--- Given information ---
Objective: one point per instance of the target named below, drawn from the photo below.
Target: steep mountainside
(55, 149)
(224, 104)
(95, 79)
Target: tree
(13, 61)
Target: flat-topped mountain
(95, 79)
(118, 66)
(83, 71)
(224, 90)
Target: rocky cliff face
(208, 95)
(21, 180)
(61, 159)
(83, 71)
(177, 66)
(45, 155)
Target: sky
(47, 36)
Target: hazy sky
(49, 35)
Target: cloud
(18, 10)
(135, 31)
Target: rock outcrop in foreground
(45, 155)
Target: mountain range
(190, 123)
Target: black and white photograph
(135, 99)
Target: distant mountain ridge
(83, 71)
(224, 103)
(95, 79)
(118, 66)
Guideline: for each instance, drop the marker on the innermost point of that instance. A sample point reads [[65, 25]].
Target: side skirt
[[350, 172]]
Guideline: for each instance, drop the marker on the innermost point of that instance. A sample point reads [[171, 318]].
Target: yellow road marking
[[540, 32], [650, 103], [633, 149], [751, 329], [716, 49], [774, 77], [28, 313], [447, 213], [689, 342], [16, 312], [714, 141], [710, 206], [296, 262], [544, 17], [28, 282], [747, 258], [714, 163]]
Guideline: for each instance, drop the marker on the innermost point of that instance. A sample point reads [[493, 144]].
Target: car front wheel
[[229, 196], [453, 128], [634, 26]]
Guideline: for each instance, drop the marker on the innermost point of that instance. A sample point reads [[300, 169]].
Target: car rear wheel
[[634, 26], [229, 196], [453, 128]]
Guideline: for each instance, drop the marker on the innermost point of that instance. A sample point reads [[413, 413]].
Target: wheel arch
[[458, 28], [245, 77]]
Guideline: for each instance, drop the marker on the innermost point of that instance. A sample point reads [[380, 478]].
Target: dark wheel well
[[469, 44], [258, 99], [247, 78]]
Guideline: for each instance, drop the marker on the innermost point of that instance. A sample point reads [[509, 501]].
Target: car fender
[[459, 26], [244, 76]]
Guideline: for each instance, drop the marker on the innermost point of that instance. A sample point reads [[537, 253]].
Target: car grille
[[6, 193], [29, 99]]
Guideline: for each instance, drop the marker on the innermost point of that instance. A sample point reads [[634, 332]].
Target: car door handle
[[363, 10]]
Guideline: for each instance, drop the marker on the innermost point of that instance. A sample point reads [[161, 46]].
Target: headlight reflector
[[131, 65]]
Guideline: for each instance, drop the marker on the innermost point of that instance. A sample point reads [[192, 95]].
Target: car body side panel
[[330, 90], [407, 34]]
---
#### Assigned task:
Please copy all of the data above exactly.

#### Exercise output:
Objective: one point per instance of the target named below, drawn from the photo below.
Target: steep mountainside
(55, 149)
(224, 104)
(95, 79)
Target: tree
(13, 61)
Target: flat-topped mountain
(95, 79)
(118, 66)
(83, 71)
(224, 90)
Target: rocky cliff face
(208, 95)
(21, 180)
(61, 159)
(83, 71)
(177, 66)
(45, 155)
Target: sky
(47, 36)
Target: hazy sky
(49, 35)
Target: cloud
(18, 10)
(135, 31)
Target: rock outcrop in foreground
(45, 155)
Target: mountain range
(190, 123)
Target: black and white photograph
(135, 99)
Target: distant mountain ridge
(83, 71)
(224, 103)
(95, 79)
(118, 66)
Guideline: for each instance, drop the marker on the innermost point of that instance. A sample point reads [[65, 25]].
Target: side skirt
[[350, 172]]
Guideline: for each instance, drop the marker on the innermost point of that instance. A sample point reads [[171, 318]].
Target: yellow road marking
[[540, 32], [650, 103], [633, 149], [751, 329], [716, 49], [774, 77], [28, 313], [447, 213], [689, 342], [16, 312], [714, 141], [710, 206], [296, 262], [544, 17], [28, 282], [747, 258], [714, 163]]
Guideline: for each instance, drop the marker on the innermost point of that instance. A sample point reads [[493, 144]].
Target: car front wheel
[[229, 196], [453, 128], [634, 26]]
Guideline: for each instance, drop the marker on the innermost point of that instance. A sample point reads [[300, 169]].
Target: car rear wheel
[[634, 26], [229, 196], [453, 128]]
Guideline: for each instance, drop the marker on the innermost point of that instance. A sample point reads [[413, 413]].
Target: wheel arch
[[458, 28], [245, 77]]
Guideline: for each instance, drop the marker on the innermost point of that instance. A sample point reads [[380, 478]].
Target: dark wheel well
[[469, 44], [258, 99], [247, 78]]
Guideline: for each instance, drop the marker on the innermost point of that instance. A sample point reads [[509, 501]].
Target: car fender
[[459, 26], [244, 76]]
Guideline: for each instance, drop the marker on the innermost point of that instance. A sample point reads [[537, 253]].
Target: car grille
[[6, 193], [29, 99]]
Guideline: for each instance, drop the marker on the innermost point of that instance. A sample point reads [[634, 332]].
Target: car door handle
[[363, 10]]
Guideline: for each instance, drop the marker on the innermost point of that instance. A sample point reads [[161, 46]].
Target: headlight reflector
[[131, 65]]
Guideline: for each instance, drop the marker on the innermost point of that instance. A sample point reads [[192, 95]].
Target: car body side panel
[[330, 90], [407, 34]]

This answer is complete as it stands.